--- START OF GIVEN ENTRIES ---

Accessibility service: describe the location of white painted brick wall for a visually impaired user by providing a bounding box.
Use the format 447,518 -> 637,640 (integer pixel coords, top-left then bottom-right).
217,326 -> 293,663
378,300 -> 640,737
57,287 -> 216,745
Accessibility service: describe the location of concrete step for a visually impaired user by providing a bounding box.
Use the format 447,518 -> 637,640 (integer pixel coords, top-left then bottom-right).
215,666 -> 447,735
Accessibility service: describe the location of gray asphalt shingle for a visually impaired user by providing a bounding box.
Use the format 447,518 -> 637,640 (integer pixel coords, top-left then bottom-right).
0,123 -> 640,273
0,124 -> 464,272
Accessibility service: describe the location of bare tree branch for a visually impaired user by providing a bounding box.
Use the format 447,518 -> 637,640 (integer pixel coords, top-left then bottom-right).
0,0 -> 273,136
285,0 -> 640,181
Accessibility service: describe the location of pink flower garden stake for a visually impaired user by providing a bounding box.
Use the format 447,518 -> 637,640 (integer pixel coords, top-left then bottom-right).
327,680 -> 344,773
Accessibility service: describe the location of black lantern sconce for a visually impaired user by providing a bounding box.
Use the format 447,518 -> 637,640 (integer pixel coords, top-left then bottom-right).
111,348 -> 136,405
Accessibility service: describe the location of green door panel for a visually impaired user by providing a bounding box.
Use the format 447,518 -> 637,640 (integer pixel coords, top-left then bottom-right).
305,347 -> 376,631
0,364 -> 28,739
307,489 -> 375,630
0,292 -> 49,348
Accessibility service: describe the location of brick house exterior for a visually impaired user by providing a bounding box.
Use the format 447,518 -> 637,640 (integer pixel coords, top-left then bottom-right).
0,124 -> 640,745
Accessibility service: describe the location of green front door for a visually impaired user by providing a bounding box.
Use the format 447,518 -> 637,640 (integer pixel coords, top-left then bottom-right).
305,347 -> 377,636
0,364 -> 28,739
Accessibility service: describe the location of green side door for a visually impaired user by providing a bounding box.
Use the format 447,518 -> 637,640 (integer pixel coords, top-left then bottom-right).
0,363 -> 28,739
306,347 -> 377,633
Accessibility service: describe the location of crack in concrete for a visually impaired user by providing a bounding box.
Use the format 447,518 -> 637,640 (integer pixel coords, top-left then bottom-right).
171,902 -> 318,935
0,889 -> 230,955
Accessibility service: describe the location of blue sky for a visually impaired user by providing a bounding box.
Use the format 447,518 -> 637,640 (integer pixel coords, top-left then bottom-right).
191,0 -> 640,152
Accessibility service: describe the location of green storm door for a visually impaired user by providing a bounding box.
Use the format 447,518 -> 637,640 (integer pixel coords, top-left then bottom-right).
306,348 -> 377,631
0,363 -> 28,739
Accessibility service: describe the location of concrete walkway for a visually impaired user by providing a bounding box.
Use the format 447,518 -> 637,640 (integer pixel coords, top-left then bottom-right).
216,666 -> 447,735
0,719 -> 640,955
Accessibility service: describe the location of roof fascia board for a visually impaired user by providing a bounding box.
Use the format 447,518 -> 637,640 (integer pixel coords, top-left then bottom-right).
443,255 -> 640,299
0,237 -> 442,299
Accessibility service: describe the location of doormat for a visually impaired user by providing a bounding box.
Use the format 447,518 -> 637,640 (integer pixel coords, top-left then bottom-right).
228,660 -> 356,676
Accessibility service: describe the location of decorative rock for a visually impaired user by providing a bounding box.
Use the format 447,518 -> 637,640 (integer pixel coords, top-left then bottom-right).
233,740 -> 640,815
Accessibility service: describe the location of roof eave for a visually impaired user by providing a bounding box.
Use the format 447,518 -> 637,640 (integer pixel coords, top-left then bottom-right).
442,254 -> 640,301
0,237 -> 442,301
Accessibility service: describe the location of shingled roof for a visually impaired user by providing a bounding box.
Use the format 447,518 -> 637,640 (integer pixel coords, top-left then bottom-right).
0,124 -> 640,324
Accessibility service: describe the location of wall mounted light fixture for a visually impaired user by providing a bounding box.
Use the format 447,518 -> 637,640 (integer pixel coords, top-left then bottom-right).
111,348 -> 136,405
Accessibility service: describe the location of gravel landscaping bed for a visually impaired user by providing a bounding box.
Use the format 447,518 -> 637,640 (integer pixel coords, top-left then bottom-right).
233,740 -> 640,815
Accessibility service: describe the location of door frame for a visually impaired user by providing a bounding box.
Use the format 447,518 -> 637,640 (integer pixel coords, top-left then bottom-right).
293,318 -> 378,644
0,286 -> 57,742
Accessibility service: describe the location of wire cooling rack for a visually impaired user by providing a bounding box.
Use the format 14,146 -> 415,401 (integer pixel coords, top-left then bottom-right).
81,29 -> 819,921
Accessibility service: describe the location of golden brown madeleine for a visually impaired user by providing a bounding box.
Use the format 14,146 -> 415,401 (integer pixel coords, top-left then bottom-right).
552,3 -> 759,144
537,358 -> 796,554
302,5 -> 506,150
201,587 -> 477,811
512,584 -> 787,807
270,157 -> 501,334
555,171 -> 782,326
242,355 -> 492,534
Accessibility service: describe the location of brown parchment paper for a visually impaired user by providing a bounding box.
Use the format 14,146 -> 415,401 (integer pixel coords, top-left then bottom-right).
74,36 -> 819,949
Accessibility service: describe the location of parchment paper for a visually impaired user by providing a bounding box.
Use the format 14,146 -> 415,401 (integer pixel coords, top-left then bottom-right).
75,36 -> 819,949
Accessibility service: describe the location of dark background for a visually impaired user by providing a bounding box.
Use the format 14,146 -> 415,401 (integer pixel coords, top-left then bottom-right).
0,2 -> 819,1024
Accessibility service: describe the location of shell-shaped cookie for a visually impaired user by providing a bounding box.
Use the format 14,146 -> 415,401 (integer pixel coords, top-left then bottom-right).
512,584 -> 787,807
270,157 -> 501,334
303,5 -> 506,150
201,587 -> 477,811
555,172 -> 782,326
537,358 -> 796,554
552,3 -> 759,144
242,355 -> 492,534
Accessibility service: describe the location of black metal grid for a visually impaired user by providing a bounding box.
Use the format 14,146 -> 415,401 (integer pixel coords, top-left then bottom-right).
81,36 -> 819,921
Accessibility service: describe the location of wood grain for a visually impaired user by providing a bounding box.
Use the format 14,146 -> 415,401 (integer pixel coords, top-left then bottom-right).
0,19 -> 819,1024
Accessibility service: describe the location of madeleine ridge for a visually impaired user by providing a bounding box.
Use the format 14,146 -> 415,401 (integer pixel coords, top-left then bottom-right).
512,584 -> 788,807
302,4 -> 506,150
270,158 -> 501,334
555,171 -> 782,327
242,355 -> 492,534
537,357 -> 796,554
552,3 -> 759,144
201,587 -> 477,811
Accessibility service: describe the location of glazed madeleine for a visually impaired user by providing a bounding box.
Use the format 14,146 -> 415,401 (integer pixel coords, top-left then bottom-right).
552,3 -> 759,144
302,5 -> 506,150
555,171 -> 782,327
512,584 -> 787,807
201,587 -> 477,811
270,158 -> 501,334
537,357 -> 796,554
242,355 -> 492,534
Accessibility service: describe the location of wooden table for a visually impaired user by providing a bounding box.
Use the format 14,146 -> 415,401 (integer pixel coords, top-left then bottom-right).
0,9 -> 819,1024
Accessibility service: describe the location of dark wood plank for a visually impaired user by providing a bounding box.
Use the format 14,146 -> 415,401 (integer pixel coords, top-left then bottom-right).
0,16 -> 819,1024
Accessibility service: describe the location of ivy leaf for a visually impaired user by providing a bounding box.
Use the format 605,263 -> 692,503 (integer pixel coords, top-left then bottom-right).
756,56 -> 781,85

--- END OF GIVEN ENTRIES ---

● **TASK STATEMENT**:
Retype all of the lines above without any alteration.

● **REPLY TO THE TASK**:
Accessibility service: describe the location of white painted brick wall for a visually impaired user by providing a bounding box.
Use the format 447,518 -> 637,640 (integer pixel coords, top-left then bottom-right).
217,326 -> 293,663
378,300 -> 640,737
57,287 -> 216,745
Accessibility service: describe the location of concrete step for a visually impaired user by providing a bounding box.
Use the format 447,518 -> 637,640 (integer pixel coords, top-left then bottom-right).
215,666 -> 447,735
Accessibility service: describe the location of gray asphalt shingle for a visually impaired user by providing a bounding box.
Use the format 447,518 -> 637,640 (integer pixel coords, top-left then bottom-right).
0,123 -> 640,273
0,124 -> 464,272
Accessibility service: describe the location of bare tree branch for a visually impaired user by providing a bounding box.
Use the format 447,518 -> 637,640 (integer pixel coords, top-left then bottom-right).
0,0 -> 273,136
285,0 -> 640,181
Accessibility service: describe the location of pink flower garden stake for a visually impaired user by providing a bounding box.
Use the format 447,518 -> 637,640 (integer pixel coords, top-left then bottom-right).
327,680 -> 344,773
Accessibility service: describe the location of black lantern sconce for a visually impaired user by providing a bounding box.
Use the format 447,518 -> 637,640 (integer pixel coords, top-left then bottom-right).
111,348 -> 136,405
Accessibility service: describe the location of green door panel for a visually impaired user by providing a bounding box.
Use the format 447,518 -> 637,640 (integer pixel coords, top-left then bottom-right).
305,347 -> 376,631
0,364 -> 28,739
307,489 -> 375,630
0,292 -> 49,348
Accessibility service: describe the location of brick house exterior for a visually impaired user by providing a bounding box.
Use the format 447,518 -> 637,640 (integer pixel coords, top-left then bottom-right).
0,124 -> 640,745
Accessibility service: describe the location of green front door for a visually impaired user by providing a bounding box.
Use the format 447,518 -> 637,640 (integer pixel coords, top-left then bottom-right).
305,347 -> 377,636
0,364 -> 28,739
Accessibility service: describe the location of green side door for a visually impaired user by providing a bounding box.
Use the format 447,518 -> 637,640 (integer pixel coords, top-left then bottom-right).
0,363 -> 28,739
306,347 -> 377,633
Accessibility service: describe the location of crack in concrete for a visually impaired user by providing a bounding box.
Use the format 447,518 -> 637,640 (integer pixel coords, top-left then bottom-right).
171,902 -> 318,935
0,889 -> 230,955
Accessibility service: describe the location of blue sky for a visually impaired user by providing a bounding box.
Use the format 447,518 -> 637,640 (integer pixel coords, top-left then bottom-right).
191,0 -> 640,152
Accessibility service: describe the location of green storm door for a visually impaired user by providing a bounding box.
Use the format 447,518 -> 637,640 (integer pixel coords, top-left then bottom-right).
306,348 -> 377,631
0,363 -> 28,739
Accessibility service: describe the location of concrete walkway for a visually impaired user by providing a bounding box.
Use the format 447,518 -> 637,640 (integer pixel coords, top-left then bottom-right).
216,666 -> 447,735
0,719 -> 640,955
Accessibility service: describe the location of roof fascia board for a visually impaired user by providing a bounding box.
Use the format 447,518 -> 637,640 (integer pixel coords, top-left then bottom-right).
443,255 -> 640,299
0,237 -> 442,299
Accessibility service: describe the location of doormat for a visually impaired user by providing a bounding box.
Use the format 447,518 -> 637,640 (integer pixel coords, top-left then bottom-right).
228,660 -> 356,676
Accessibility service: describe the location of decorative rock for a visually impaired user by providing a bounding box.
Use the format 447,518 -> 637,640 (integer pixel coords, top-left then bottom-right).
233,740 -> 640,815
Accessibility service: describe the location of roof eave for a visually impaired user by providing a bounding box.
Use the format 447,518 -> 637,640 (integer pixel coords, top-left then bottom-right).
442,254 -> 640,301
0,237 -> 442,301
Accessibility service: describe the location of shingled roof for a visually impaired user by providing a bounding box.
Use the format 447,518 -> 637,640 (integer pixel coords, top-left then bottom-right).
0,124 -> 640,324
Accessibility service: describe the location of wall mounted light fixture for a visually impaired user by providing a bounding box.
Use the format 447,518 -> 637,640 (integer pixel coords, top-left then bottom-right).
111,348 -> 136,405
Accessibility service: describe the location of gravel landscaping bed for a visually impaired user by providing a bounding box.
Use the format 447,518 -> 637,640 (integer pixel coords, top-left then bottom-right).
233,740 -> 640,815
Accessibility service: describe the location of door frame for a visually impaired user by providing a bounding box.
Use the format 447,518 -> 637,640 (integer pixel coords, top-left then bottom-right).
293,318 -> 378,644
0,286 -> 57,742
Accessibility service: describe the location of wire cooling rack for a visually impaired user by providing a bounding box.
Use the format 14,146 -> 415,401 (integer pixel coords, top-left then bottom-right).
81,29 -> 819,921
Accessibility service: describe the location of golden brown madeleine for a visually impaired user by providing a bounding box.
Use the format 14,146 -> 415,401 (integer pixel coords, top-left then bottom-right).
552,3 -> 759,144
537,358 -> 796,554
302,5 -> 506,150
201,587 -> 477,811
512,584 -> 787,807
270,157 -> 501,334
555,171 -> 782,326
242,355 -> 492,534
Accessibility service: describe the location of brown parchment paper for a visually impaired user by providing a bounding box.
Use the format 14,146 -> 415,401 (integer pixel coords, top-left then bottom-right).
74,36 -> 819,949
Accessibility service: describe the location of parchment paper for a visually impaired user by providing a bounding box.
Use the format 14,146 -> 415,401 (integer pixel coords, top-left then bottom-right).
75,36 -> 819,949
Accessibility service: describe the location of dark background for a visually impaired user by providing a bounding box.
Use the format 14,146 -> 415,401 (integer pixel coords, top-left then bottom-right).
0,2 -> 819,1024
Accessibility service: describe the location of shell-shaped cookie for a visually impaired user by providing a bounding box.
Use the format 14,146 -> 415,401 (integer pixel coords, top-left then bottom-right).
512,584 -> 787,807
270,157 -> 501,334
303,5 -> 506,150
201,587 -> 477,811
555,172 -> 782,326
537,358 -> 796,554
552,3 -> 759,144
242,355 -> 492,534
Accessibility service: describe the location of black metal grid for a visually impaired user by providing a bounding box.
Use the format 14,146 -> 415,401 (integer pixel coords, top-left then bottom-right).
81,36 -> 819,921
Accessibility service: describe the location of wood grain for a visually impaired user by providing a bounding box.
Use the format 14,146 -> 415,401 (integer pixel coords, top-left then bottom-right).
0,19 -> 819,1024
Accessibility service: describe the location of madeleine ridge for a visually impaired user by providing a bounding box.
Use the format 14,146 -> 415,401 (integer pixel coords, top-left then bottom-right).
512,584 -> 788,807
302,4 -> 506,150
270,158 -> 501,334
555,171 -> 782,327
242,355 -> 492,534
537,357 -> 796,554
552,3 -> 759,144
201,587 -> 477,811
Accessibility service: describe the location of glazed madeleine for a visually impaired user by providing a bounding box.
Use the format 14,146 -> 415,401 (integer pixel coords, top-left then bottom-right).
552,3 -> 759,144
302,5 -> 506,150
555,171 -> 782,327
512,584 -> 787,807
201,587 -> 477,811
270,158 -> 501,334
537,357 -> 796,554
242,355 -> 492,534
Accessibility service: describe the location of wooden table for a visually impaired user by providing a bounding box.
Use the format 14,146 -> 415,401 (integer pixel coords, top-left then bottom-right).
0,9 -> 819,1024
Accessibility service: describe the location of dark wood plank for a visually impaired user by providing a bounding box.
Use the format 14,146 -> 415,401 (integer pixel coords, top-left then bottom-right).
0,16 -> 819,1024
Accessibility service: describe the location of ivy leaf for a visually impaired user by providing a bounding box.
Use the format 605,263 -> 692,503 (integer pixel coords, top-left then bottom-right).
756,56 -> 781,85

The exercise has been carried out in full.